=== Information shown ===
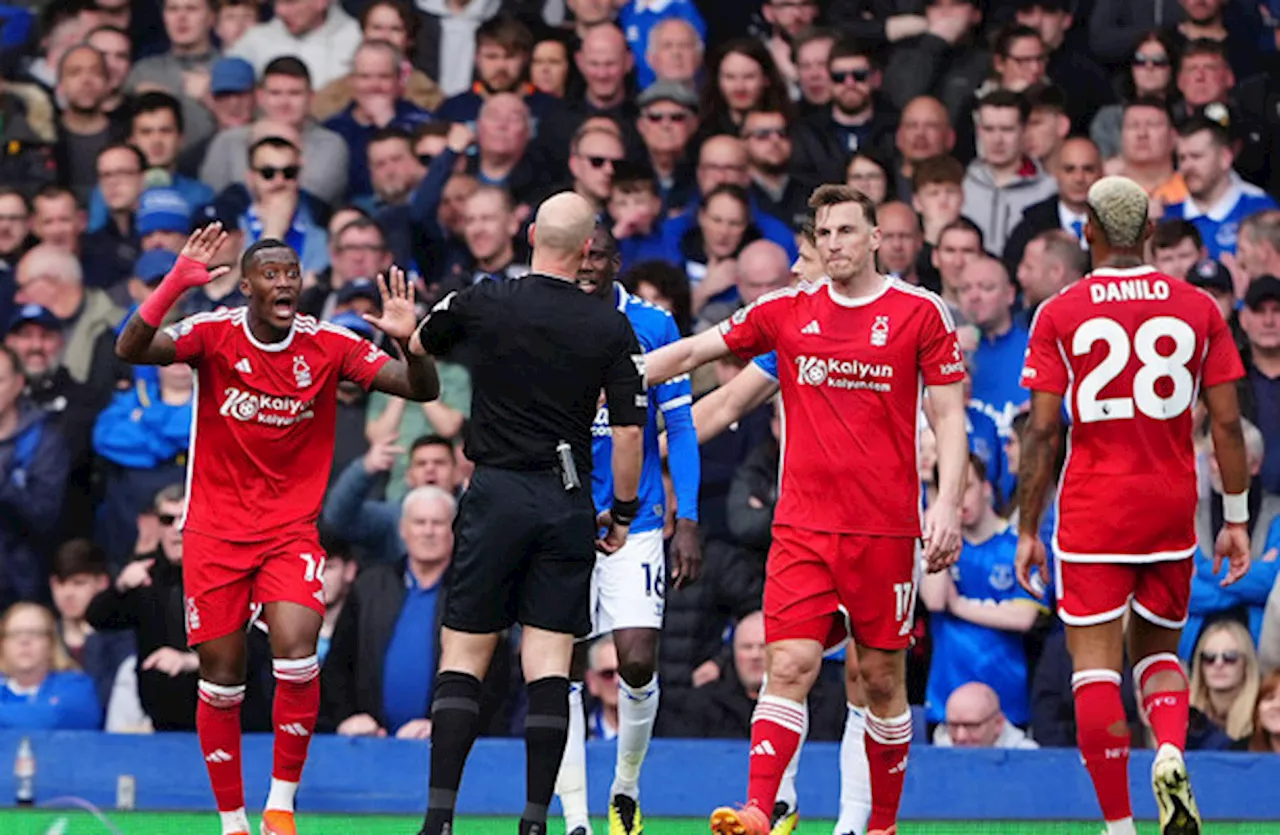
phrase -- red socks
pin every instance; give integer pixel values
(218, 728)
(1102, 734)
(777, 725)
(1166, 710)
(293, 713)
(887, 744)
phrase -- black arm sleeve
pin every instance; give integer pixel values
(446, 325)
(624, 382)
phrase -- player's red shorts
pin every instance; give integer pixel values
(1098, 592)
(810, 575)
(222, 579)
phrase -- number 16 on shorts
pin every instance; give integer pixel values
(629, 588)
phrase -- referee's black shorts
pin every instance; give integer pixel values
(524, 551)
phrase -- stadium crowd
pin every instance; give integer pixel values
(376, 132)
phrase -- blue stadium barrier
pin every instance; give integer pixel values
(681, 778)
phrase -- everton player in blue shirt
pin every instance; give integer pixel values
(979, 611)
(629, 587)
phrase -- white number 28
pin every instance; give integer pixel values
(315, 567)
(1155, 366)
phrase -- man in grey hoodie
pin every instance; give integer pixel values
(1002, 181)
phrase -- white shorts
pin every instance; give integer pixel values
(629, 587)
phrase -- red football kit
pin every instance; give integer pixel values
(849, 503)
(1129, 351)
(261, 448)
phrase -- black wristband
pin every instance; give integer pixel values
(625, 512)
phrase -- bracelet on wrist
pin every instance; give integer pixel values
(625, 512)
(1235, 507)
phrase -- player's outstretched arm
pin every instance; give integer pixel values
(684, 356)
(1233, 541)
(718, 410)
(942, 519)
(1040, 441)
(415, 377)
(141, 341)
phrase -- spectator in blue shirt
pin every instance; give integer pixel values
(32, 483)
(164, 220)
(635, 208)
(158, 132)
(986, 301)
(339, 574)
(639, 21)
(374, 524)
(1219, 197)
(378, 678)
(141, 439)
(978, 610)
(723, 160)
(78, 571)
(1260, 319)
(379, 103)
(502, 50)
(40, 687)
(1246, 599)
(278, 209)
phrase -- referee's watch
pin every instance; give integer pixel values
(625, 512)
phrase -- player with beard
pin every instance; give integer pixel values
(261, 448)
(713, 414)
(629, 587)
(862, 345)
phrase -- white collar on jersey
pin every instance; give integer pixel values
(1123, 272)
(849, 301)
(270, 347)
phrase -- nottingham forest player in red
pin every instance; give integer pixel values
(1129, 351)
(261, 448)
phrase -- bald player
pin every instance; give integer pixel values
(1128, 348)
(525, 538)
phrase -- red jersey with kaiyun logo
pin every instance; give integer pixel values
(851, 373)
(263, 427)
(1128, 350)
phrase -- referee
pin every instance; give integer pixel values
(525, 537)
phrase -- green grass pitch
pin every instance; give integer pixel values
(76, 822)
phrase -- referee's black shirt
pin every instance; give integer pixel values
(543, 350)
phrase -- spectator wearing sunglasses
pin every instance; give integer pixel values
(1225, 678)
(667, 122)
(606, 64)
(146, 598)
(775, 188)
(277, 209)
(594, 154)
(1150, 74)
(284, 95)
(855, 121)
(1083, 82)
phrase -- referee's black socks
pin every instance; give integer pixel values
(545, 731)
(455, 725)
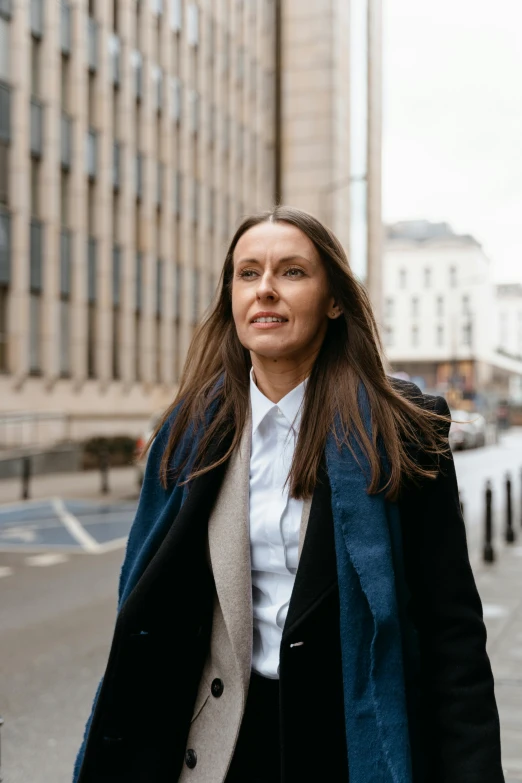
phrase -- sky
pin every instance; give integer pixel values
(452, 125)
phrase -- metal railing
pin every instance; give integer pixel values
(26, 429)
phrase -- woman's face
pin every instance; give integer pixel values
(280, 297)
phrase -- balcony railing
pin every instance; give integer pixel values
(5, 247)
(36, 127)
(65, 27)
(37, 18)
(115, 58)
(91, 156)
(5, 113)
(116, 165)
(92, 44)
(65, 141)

=== Task brief ===
Give the data above as a two-column CSV headed text,points, with one row for each text and the coordinates listed under it. Quote every field, turn line breaks into spaces, and leave the pictures out.

=== Full response ===
text,points
"phrase -- red socks pin every instance; give integer pixel values","(218, 728) (1102, 734) (777, 725) (1166, 710) (293, 713) (887, 744)"
"phrase -- black arm sleeve pin every instance; give integer pixel values","(446, 325) (624, 382)"
"phrase -- player's red shorts pin every instance; give integer pixel values","(1098, 592) (810, 575) (222, 579)"
"phrase -- number 16 on shorts pin every instance; give integer pixel values","(629, 588)"
"phrase -- referee's black shorts pin every instance; give integer pixel values","(524, 551)"
"phrase -- stadium crowd pin every instance; give integer pixel values","(376, 132)"
"phrase -- blue stadium barrier pin every instance; give integer pixel values","(681, 778)"
"phrase -- everton player in blue shirt pin every instance; give integer pixel values","(979, 611) (629, 587)"
"phrase -- white number 28 pin every instance; give integer pixel values","(315, 567) (1155, 366)"
"phrase -- man in grey hoodie pin every instance; give integer pixel values","(1002, 181)"
"phrase -- white shorts pin every instance; give integer pixel values","(629, 587)"
"phrase -- red football kit pin every instance; give integer pixel values","(849, 503) (1129, 351) (261, 448)"
"phrase -- black wristband pin every instance; give integer pixel values","(625, 512)"
"phrase -- bracelet on wrist pin every instance; give integer pixel values","(625, 512) (1235, 507)"
"phrase -- player's outstretched arm pin every instance; give integer pixel values","(684, 356) (1233, 541) (718, 410) (942, 519) (1040, 441) (415, 377) (141, 341)"
"phrase -- spectator in blue shirt pin every instance; give integer pixel values","(32, 483) (164, 220) (635, 208) (158, 132) (986, 301) (339, 574) (639, 21) (374, 524) (1219, 197) (378, 678) (141, 439) (978, 610) (723, 160) (78, 571) (1260, 319) (379, 103) (502, 50) (40, 687) (1246, 599) (278, 209)"
"phrase -- referee's watch pin every instance; give integer pixel values","(625, 512)"
"phrase -- player with beard pin every instance; give integer pixel values","(261, 448) (713, 414) (629, 587) (862, 345)"
"phrase -- white collar on jersey pin every instance; give integer pixel values","(1123, 272) (849, 301) (270, 347)"
"phrase -- nottingham forest player in red pin every instance; give integer pixel values","(1129, 351) (261, 448)"
"phrase -- bald player pin every instance; give integer pixel values","(1128, 348) (525, 538)"
"phrase -- red jersey with kaiyun logo pin every instance; give integer pixel values","(851, 373) (263, 427) (1128, 350)"
"phrase -- referee pin every instance; give integer pixel values","(525, 537)"
"phrase -- green grass pitch pin every instance; give integer pixel values","(76, 822)"
"phrase -- referee's black shirt pin every instance; give integer pixel values","(543, 350)"
"phrase -- spectator wearing sunglasses pin every instance; give integer pixel values","(1225, 678) (667, 122) (606, 64) (146, 598) (775, 188) (277, 209) (594, 154) (1150, 74) (284, 95) (855, 121) (1083, 82)"
"phrase -- referee's black socks pin every instance; give integer pixel values","(545, 731) (455, 725)"
"phrase -- sky pin every instance; give integer pixel values","(452, 125)"
"phrase -- metal railing pin every instance; give integer pixel values","(26, 429)"
"phrase -- woman's face pin every instance; give integer pixel values","(280, 297)"
"phrase -- balcony railing pin every instance; give integer pixel values","(5, 247) (36, 127) (65, 27) (37, 18) (115, 58) (91, 156) (5, 113) (116, 165) (92, 44) (65, 141)"